Exercise instructions → Write out the listing in full, matching it word for word.

Provided material →
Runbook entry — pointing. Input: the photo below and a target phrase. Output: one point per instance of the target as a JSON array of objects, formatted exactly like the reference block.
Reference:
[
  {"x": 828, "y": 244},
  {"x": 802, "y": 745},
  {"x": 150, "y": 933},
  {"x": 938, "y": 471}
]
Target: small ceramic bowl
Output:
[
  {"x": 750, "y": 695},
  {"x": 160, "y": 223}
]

Answer area →
Runbook entry — pointing. Input: the photo below and a target phrase. Output: one point per instance of the target as a JSON array of objects, formatted exactly like the reference block.
Reference:
[
  {"x": 828, "y": 244},
  {"x": 802, "y": 745},
  {"x": 150, "y": 933},
  {"x": 938, "y": 471}
]
Target: small ceramic bowl
Output:
[
  {"x": 750, "y": 695},
  {"x": 160, "y": 223}
]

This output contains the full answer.